__What is being asked__:
The whole listing must be returned exactly, with no line missing.

__Extracted entries__:
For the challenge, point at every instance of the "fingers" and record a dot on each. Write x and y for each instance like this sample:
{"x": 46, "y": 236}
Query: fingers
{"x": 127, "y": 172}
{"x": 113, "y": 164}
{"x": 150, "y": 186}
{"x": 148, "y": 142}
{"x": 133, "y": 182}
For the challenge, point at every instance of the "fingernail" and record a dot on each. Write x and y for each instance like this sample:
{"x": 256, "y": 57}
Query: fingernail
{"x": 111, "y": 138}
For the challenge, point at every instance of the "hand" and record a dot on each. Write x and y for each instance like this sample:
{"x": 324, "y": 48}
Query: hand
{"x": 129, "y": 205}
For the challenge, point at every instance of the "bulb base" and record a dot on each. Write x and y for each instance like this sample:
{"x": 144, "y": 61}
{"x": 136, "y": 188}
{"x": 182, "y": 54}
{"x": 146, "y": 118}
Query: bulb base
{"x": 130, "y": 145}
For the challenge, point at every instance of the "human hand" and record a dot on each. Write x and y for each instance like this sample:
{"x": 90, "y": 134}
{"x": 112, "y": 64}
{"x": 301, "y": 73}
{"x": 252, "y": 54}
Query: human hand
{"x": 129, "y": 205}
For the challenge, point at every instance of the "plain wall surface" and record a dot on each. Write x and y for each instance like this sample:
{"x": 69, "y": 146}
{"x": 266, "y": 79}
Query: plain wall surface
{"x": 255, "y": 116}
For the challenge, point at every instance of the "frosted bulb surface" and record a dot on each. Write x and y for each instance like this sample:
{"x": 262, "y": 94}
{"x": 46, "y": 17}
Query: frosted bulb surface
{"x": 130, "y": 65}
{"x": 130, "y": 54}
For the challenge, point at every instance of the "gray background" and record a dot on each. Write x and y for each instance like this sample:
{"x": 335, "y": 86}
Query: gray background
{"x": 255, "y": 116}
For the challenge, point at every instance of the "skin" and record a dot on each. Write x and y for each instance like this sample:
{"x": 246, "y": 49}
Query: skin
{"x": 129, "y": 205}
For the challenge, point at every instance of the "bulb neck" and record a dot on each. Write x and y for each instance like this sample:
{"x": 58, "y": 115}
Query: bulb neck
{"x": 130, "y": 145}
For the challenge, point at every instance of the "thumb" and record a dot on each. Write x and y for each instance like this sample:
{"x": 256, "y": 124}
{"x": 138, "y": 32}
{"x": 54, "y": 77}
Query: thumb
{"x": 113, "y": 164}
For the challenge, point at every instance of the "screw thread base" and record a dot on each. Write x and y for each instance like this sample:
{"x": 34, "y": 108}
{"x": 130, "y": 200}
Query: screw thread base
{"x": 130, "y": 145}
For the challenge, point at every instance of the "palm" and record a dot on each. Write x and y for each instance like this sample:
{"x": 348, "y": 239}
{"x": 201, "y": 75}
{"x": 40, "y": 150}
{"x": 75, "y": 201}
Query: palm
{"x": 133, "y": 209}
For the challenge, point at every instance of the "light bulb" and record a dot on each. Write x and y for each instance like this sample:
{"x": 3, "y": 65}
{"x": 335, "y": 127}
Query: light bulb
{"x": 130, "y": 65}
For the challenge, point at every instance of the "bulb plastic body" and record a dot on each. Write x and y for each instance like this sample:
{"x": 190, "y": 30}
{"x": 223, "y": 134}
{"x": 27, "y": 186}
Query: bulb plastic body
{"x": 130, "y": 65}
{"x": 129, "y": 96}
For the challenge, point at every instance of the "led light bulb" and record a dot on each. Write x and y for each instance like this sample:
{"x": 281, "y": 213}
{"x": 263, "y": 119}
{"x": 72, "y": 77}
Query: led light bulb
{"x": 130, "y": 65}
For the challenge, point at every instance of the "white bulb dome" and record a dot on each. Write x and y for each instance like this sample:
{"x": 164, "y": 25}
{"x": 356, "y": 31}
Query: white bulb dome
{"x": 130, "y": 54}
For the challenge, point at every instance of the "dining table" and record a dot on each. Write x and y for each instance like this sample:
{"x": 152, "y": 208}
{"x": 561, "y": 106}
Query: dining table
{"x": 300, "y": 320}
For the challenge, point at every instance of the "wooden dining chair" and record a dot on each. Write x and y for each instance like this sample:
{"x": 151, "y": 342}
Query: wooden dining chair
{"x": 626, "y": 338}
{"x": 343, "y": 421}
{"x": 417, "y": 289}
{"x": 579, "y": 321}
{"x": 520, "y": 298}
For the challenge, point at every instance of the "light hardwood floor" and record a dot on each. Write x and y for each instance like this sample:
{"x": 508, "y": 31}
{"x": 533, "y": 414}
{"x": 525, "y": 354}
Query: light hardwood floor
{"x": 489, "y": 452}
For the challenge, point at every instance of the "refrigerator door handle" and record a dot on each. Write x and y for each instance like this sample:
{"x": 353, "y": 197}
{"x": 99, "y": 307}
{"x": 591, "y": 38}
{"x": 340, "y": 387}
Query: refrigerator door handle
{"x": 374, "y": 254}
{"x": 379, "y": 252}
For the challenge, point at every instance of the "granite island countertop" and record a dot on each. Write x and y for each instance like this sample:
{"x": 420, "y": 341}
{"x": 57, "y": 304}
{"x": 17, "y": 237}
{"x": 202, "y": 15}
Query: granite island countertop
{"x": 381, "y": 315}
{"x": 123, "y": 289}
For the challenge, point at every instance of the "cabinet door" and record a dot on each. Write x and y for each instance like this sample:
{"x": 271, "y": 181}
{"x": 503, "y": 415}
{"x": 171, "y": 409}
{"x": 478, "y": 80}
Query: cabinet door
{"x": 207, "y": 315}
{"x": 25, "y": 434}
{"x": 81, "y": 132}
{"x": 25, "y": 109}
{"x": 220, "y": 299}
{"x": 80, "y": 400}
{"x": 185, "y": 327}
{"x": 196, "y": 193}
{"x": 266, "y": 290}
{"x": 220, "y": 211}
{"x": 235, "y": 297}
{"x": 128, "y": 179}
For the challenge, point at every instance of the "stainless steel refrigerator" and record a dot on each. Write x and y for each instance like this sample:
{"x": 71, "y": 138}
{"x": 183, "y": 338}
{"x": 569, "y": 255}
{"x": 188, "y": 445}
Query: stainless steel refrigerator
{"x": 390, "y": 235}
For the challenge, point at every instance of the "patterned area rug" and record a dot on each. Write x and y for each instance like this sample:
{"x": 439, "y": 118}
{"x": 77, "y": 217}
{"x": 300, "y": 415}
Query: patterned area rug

__Written response__:
For the challenge, point at every instance of the "fingers" and record a dot on each. Write x and y for each instance like this sample:
{"x": 46, "y": 236}
Query: fingers
{"x": 127, "y": 172}
{"x": 113, "y": 164}
{"x": 150, "y": 186}
{"x": 148, "y": 142}
{"x": 133, "y": 182}
For the challenge, point at every instance of the "fingernail" and record a dot on each. Write x and y for each instance like this sample:
{"x": 256, "y": 57}
Query: fingernail
{"x": 111, "y": 138}
For the challenge, point at every instance of the "hand" and record a dot on each. Write x and y for each instance like this sample:
{"x": 324, "y": 48}
Query: hand
{"x": 129, "y": 205}
For the challenge, point at every instance of the "bulb base" and record a dot on each. Write x and y for each instance like this sample:
{"x": 144, "y": 61}
{"x": 136, "y": 188}
{"x": 182, "y": 54}
{"x": 146, "y": 118}
Query: bulb base
{"x": 130, "y": 145}
For the challenge, point at every instance of the "human hand" and record a dot on each. Write x and y for each instance like this sample:
{"x": 90, "y": 134}
{"x": 112, "y": 64}
{"x": 301, "y": 73}
{"x": 252, "y": 54}
Query: human hand
{"x": 129, "y": 205}
For the challenge, point at every instance of the "plain wall surface" and record a dot on each. Write x and y for each instance like this sample:
{"x": 69, "y": 146}
{"x": 266, "y": 79}
Query: plain wall surface
{"x": 255, "y": 116}
For the challenge, point at every instance of the "frosted bulb surface" and record a dot on each. Write x and y for each instance like this sample:
{"x": 262, "y": 94}
{"x": 46, "y": 17}
Query: frosted bulb surface
{"x": 130, "y": 65}
{"x": 130, "y": 54}
For the challenge, point at every instance of the "gray background" and record a dot on each. Write x and y for each instance like this sample:
{"x": 335, "y": 86}
Query: gray background
{"x": 255, "y": 116}
For the challenge, point at every instance of the "skin" and record a dot on each. Write x and y for each instance like this sample:
{"x": 246, "y": 49}
Query: skin
{"x": 129, "y": 205}
For the challenge, point at every instance of the "bulb neck" and record a dot on each. Write x and y for each instance like this sample:
{"x": 58, "y": 115}
Query: bulb neck
{"x": 130, "y": 145}
For the challenge, point at every instance of the "thumb" and record a dot on each. Write x and y for each instance like this sample:
{"x": 256, "y": 124}
{"x": 138, "y": 32}
{"x": 54, "y": 77}
Query: thumb
{"x": 113, "y": 164}
For the challenge, point at every instance of the "screw thread base" and record a dot on each. Write x and y for each instance like this sample:
{"x": 34, "y": 108}
{"x": 130, "y": 200}
Query: screw thread base
{"x": 130, "y": 145}
For the challenge, point at every instance of the "palm" and record a dot on each. Write x and y for each instance like this sample:
{"x": 348, "y": 239}
{"x": 201, "y": 75}
{"x": 40, "y": 150}
{"x": 75, "y": 201}
Query: palm
{"x": 133, "y": 209}
For the challenge, point at every instance of the "light bulb" and record a dot on each. Write x and y for each instance like this sample:
{"x": 3, "y": 65}
{"x": 335, "y": 127}
Query: light bulb
{"x": 130, "y": 65}
For the challenge, point at every instance of the "bulb plastic body" and record a dot on each. Write x and y for each instance like this sample:
{"x": 190, "y": 30}
{"x": 223, "y": 134}
{"x": 27, "y": 186}
Query: bulb plastic body
{"x": 130, "y": 65}
{"x": 129, "y": 96}
For the challenge, point at every instance of the "led light bulb" and record a dot on each. Write x and y for each instance like this sample:
{"x": 281, "y": 213}
{"x": 263, "y": 119}
{"x": 72, "y": 77}
Query: led light bulb
{"x": 130, "y": 65}
For the challenge, point at every instance of the "white bulb dome" and record a dot on each. Write x and y for each instance like this sample:
{"x": 164, "y": 25}
{"x": 356, "y": 31}
Query: white bulb dome
{"x": 130, "y": 54}
For the challenge, point at every instance of the "dining table" and record a dot on each. Write x and y for each instance like this sample:
{"x": 152, "y": 208}
{"x": 561, "y": 106}
Query: dining table
{"x": 300, "y": 320}
For the challenge, point at every instance of the "wooden dining chair" and record a dot on each. Write x and y for each instance like this sample:
{"x": 151, "y": 342}
Query: wooden dining chair
{"x": 626, "y": 338}
{"x": 343, "y": 421}
{"x": 417, "y": 289}
{"x": 579, "y": 321}
{"x": 520, "y": 298}
For the challenge, point at every instance of the "light hardwood floor" and record a dot on each. Write x and y for each instance like this sample:
{"x": 508, "y": 31}
{"x": 533, "y": 414}
{"x": 525, "y": 354}
Query: light hardwood floor
{"x": 489, "y": 452}
For the challenge, point at every instance of the "refrigerator door handle" and record a dot on each. Write x and y for each instance like this sample:
{"x": 353, "y": 197}
{"x": 99, "y": 307}
{"x": 591, "y": 38}
{"x": 340, "y": 387}
Query: refrigerator door handle
{"x": 374, "y": 254}
{"x": 379, "y": 252}
For the challenge, point at every instance of the "granite island countertop" and record a dot on each. Write x and y for each instance like this sample:
{"x": 420, "y": 341}
{"x": 57, "y": 304}
{"x": 17, "y": 237}
{"x": 202, "y": 15}
Query: granite island countertop
{"x": 381, "y": 315}
{"x": 123, "y": 289}
For the challenge, point at every instance of the "cabinet door" and record a dot on each. Write x and y for each instance like this sample:
{"x": 271, "y": 181}
{"x": 503, "y": 415}
{"x": 171, "y": 409}
{"x": 478, "y": 80}
Query: cabinet door
{"x": 207, "y": 315}
{"x": 25, "y": 434}
{"x": 81, "y": 132}
{"x": 25, "y": 109}
{"x": 220, "y": 299}
{"x": 80, "y": 400}
{"x": 185, "y": 327}
{"x": 196, "y": 193}
{"x": 266, "y": 290}
{"x": 220, "y": 211}
{"x": 235, "y": 297}
{"x": 128, "y": 179}
For the challenge, point at every instance of the "stainless steel refrigerator" and record a dot on each. Write x and y for each instance like this sample:
{"x": 71, "y": 138}
{"x": 183, "y": 338}
{"x": 569, "y": 255}
{"x": 188, "y": 445}
Query: stainless steel refrigerator
{"x": 390, "y": 235}
For the challenge, point at every instance of the "patterned area rug" and record a dot on each. Write x and y for each instance like this sample:
{"x": 439, "y": 118}
{"x": 77, "y": 217}
{"x": 300, "y": 415}
Query: patterned area rug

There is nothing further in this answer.